YOUR ASSIGNMENT:
Once you reach the line containing "[pin] car headlight" in the data below, restate each line word for word up to and including the one containing "[pin] dashed road".

SUPPLIED ENTRIES:
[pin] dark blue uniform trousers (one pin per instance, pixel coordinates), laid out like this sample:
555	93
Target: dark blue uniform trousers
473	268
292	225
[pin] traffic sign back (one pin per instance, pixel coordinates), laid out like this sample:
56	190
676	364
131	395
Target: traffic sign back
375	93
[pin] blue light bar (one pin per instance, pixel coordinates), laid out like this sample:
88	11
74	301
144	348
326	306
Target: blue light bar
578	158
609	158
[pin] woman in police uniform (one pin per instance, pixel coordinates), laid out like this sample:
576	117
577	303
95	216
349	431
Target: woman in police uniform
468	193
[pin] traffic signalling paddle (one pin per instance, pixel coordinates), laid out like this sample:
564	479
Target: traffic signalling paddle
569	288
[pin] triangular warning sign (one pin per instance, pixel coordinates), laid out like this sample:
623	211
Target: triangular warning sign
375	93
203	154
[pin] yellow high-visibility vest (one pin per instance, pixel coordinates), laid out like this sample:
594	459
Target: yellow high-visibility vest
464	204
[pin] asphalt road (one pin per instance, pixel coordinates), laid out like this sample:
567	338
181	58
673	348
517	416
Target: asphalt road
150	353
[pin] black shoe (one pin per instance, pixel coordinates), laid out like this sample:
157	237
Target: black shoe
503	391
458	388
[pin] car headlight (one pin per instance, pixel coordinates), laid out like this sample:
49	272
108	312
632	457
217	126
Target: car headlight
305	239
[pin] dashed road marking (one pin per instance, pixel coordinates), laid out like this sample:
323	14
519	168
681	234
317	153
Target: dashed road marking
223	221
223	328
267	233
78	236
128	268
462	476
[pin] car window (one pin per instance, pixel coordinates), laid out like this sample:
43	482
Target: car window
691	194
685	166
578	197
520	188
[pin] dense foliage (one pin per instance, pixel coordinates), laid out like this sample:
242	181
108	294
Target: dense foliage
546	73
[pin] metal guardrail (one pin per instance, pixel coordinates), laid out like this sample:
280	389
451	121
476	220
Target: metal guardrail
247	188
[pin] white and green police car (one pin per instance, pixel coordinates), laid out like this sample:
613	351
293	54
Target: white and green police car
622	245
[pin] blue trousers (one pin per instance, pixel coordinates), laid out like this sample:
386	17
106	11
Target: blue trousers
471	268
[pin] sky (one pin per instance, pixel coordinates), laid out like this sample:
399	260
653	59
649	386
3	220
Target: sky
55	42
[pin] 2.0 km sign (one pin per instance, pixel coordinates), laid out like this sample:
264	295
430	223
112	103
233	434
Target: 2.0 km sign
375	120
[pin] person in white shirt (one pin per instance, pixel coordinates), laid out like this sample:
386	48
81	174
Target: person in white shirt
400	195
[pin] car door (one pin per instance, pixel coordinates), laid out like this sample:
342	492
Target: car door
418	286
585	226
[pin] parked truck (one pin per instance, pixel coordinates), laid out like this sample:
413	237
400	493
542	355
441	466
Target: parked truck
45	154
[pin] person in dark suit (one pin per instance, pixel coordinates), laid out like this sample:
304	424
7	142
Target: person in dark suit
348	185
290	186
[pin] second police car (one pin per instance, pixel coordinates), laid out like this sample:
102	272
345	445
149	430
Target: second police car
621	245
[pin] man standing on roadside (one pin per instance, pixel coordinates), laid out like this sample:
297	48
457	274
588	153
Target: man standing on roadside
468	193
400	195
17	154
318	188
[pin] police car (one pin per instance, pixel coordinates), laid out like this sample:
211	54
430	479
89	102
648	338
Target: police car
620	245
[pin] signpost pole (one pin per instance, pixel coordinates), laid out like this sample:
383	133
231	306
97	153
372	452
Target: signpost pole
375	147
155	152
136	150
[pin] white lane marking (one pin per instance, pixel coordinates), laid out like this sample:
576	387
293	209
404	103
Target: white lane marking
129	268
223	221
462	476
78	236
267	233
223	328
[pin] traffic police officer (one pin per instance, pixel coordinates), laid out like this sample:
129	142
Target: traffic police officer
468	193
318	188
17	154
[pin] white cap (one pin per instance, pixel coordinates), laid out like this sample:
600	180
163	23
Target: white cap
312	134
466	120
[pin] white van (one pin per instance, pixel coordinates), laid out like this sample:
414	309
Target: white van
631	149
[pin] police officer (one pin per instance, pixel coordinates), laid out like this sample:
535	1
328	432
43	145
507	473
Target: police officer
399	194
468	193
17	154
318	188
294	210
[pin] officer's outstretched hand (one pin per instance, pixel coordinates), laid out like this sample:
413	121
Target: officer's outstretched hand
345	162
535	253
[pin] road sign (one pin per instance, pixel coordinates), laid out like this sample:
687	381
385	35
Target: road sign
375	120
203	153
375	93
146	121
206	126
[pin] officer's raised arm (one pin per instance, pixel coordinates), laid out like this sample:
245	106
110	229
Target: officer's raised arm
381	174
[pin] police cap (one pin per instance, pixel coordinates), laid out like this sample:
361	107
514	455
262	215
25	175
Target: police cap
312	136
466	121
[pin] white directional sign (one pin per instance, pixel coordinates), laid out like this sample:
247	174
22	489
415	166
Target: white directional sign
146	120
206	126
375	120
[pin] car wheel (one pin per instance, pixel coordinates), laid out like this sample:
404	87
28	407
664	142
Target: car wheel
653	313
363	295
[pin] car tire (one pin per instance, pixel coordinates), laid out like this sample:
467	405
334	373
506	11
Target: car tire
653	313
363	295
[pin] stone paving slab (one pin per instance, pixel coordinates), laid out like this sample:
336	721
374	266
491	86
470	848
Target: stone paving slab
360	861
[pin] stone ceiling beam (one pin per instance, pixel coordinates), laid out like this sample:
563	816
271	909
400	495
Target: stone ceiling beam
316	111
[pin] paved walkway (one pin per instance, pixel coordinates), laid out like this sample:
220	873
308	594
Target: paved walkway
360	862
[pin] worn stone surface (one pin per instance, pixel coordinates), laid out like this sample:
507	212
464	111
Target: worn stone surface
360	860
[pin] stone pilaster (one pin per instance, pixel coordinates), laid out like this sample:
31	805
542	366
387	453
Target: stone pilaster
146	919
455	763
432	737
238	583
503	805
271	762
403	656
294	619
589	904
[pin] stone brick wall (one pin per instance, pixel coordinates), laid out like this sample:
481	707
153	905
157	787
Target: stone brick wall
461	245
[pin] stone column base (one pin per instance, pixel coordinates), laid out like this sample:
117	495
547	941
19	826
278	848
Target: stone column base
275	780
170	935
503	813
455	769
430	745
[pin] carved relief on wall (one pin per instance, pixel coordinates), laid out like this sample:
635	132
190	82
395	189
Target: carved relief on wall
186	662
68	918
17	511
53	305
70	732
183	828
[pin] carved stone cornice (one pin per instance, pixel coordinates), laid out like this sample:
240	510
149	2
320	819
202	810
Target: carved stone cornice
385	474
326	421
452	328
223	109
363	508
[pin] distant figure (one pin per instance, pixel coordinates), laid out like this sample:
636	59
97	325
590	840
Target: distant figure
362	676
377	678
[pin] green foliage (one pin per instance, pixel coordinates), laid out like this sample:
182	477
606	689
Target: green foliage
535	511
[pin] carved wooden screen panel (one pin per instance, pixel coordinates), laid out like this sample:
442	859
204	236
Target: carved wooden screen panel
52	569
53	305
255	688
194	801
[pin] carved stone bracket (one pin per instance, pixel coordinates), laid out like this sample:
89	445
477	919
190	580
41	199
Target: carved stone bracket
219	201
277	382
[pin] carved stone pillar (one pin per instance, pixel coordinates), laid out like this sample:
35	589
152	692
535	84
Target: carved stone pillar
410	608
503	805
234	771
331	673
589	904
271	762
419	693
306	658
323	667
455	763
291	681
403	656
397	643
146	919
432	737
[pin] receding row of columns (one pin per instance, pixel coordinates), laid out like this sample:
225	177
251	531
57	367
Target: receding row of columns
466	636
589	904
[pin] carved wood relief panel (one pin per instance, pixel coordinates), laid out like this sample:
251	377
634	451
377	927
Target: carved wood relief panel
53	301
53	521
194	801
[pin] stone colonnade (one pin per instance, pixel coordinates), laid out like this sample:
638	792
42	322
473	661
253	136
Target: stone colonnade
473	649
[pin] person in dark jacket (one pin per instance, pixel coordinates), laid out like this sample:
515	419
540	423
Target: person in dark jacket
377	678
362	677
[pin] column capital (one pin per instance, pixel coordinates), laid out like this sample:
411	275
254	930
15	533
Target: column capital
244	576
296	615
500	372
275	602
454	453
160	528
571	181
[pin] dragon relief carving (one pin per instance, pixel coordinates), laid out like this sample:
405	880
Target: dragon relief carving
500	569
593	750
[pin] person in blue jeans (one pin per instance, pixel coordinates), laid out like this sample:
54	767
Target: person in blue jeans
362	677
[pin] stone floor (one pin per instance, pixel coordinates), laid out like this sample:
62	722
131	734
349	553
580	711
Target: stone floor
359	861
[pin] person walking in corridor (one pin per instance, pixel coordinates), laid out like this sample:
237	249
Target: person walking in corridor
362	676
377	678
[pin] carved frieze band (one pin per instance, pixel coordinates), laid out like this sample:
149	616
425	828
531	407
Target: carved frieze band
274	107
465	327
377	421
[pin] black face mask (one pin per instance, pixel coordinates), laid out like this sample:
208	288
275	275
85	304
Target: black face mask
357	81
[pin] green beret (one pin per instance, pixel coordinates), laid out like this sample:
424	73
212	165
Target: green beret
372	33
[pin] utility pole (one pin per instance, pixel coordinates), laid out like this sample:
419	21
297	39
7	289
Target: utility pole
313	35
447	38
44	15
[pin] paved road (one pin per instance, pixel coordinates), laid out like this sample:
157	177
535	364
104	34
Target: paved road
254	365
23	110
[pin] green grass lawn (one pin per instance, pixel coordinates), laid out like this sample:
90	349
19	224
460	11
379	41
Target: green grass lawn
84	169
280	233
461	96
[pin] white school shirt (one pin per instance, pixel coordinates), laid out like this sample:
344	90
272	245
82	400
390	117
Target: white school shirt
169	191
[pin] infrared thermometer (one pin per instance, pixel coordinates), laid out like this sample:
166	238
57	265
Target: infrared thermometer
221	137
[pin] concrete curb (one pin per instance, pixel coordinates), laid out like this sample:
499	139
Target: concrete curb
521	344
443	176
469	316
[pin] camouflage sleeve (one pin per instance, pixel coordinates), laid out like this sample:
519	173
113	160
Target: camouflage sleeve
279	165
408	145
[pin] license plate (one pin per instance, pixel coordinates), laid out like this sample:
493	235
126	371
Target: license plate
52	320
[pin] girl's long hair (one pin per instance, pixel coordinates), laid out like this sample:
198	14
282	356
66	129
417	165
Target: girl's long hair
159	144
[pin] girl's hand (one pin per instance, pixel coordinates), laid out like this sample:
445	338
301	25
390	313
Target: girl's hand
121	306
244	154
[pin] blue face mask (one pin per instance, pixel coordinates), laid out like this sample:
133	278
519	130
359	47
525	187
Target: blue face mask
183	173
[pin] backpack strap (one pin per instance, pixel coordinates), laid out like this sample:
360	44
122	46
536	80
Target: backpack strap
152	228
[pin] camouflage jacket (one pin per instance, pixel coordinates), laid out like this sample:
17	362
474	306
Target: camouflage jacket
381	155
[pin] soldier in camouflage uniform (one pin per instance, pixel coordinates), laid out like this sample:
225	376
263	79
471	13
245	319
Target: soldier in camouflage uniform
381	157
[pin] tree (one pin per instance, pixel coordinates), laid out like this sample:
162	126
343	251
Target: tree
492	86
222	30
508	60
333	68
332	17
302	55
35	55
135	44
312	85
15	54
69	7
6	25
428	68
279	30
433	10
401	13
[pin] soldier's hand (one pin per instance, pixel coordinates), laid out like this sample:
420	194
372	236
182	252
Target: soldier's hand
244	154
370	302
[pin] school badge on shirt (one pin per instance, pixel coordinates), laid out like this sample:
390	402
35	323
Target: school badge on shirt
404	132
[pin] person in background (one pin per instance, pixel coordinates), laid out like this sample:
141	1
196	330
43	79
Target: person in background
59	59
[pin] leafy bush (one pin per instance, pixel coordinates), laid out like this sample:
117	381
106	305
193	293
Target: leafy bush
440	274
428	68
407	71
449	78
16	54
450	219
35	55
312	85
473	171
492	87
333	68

REPLY:
[pin] car headlight (one pin per instance, pixel coordinates), laid out like this sample:
49	272
108	312
632	457
217	126
Target: car headlight
305	239
[pin] dashed road marking (one pin per instance, pixel coordinates), laid out like this sample:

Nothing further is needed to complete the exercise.